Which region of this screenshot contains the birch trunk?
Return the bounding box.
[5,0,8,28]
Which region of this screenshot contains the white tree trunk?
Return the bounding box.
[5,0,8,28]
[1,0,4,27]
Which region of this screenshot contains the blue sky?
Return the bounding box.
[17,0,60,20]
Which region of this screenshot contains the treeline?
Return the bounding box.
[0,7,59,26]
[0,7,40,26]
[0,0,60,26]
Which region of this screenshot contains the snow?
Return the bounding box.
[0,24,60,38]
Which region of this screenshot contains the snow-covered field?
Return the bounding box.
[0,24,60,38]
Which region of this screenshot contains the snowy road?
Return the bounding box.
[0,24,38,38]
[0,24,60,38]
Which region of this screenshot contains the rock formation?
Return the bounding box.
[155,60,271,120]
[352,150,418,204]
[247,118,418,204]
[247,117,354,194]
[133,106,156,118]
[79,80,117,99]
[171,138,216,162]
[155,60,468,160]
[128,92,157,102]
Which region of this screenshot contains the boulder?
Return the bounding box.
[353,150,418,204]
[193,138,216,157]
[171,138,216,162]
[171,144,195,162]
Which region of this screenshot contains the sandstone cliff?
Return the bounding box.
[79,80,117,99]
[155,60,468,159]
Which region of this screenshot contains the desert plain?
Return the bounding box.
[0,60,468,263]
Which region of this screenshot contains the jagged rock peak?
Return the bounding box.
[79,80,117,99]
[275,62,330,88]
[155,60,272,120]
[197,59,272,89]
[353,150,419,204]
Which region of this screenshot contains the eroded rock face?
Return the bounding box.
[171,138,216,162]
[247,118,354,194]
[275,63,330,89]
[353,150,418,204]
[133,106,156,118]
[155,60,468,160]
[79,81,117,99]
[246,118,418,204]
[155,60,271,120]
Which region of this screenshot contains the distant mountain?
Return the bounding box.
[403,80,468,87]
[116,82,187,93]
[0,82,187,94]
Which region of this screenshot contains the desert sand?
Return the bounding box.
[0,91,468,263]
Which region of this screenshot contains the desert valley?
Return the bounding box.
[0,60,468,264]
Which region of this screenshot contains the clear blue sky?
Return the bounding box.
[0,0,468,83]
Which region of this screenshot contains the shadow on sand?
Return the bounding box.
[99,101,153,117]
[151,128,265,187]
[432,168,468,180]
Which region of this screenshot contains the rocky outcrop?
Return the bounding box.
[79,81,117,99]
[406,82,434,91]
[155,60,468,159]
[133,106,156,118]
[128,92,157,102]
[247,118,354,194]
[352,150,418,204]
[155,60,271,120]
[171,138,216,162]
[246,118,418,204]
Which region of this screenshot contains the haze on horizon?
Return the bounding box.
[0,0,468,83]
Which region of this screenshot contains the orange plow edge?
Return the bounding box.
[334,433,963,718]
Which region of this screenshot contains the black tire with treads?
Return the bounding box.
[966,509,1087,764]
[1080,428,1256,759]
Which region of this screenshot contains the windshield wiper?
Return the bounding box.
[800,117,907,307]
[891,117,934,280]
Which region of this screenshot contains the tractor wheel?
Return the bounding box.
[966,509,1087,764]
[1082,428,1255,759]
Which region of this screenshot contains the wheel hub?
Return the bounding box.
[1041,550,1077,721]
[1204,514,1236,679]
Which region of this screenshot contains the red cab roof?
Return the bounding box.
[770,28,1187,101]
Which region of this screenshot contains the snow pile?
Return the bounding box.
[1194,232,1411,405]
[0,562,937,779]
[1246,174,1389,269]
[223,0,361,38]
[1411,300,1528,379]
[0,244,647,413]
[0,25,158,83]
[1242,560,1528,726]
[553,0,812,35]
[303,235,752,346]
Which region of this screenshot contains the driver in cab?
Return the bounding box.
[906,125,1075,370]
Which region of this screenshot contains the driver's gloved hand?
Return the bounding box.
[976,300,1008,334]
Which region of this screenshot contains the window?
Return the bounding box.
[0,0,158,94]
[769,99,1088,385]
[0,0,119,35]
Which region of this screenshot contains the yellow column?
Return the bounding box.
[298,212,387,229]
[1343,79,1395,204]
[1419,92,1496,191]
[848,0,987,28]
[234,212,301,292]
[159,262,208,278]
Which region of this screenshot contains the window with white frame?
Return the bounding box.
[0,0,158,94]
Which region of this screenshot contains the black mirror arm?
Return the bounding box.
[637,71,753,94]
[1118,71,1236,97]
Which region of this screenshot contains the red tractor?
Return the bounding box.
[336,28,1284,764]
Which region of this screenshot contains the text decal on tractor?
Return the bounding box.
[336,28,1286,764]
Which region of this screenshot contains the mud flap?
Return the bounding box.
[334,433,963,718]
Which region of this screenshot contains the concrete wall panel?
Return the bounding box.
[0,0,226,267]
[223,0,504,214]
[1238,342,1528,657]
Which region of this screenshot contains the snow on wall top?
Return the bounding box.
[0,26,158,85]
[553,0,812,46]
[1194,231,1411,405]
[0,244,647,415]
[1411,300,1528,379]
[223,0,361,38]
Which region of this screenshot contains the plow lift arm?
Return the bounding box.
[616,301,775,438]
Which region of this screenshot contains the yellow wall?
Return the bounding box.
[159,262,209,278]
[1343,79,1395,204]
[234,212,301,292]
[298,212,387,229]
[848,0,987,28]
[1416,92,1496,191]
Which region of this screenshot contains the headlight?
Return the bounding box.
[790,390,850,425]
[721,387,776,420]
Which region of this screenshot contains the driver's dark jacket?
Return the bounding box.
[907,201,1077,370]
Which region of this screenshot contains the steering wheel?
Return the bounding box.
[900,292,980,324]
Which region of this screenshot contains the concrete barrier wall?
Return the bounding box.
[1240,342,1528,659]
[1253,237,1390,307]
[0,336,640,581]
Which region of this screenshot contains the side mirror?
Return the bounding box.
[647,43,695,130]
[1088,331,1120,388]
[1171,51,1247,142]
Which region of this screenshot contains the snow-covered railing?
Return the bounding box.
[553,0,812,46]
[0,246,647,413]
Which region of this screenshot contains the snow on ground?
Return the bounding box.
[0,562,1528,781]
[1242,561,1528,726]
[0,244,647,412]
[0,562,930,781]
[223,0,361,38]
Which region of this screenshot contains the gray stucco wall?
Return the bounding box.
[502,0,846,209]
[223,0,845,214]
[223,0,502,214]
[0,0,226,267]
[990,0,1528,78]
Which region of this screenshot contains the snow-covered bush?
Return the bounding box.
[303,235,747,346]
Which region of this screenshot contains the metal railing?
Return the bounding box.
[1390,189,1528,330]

_Task to carry out:_
Can you edit the items starting at the beginning of the items and ending at the line that contains "[17,0,60,20]", changing "blue sky" to "clear sky" and leaving everything else untouched? Return only that stretch of lines.

_Right answer:_
Which region of this screenshot contains the birch trunk?
Return the bounding box.
[5,0,8,28]
Which region of this screenshot contains the white tree trunk?
Return the bounding box.
[5,0,8,28]
[1,0,4,27]
Which region of this screenshot contains the clear sky?
Return the bounding box.
[17,0,60,20]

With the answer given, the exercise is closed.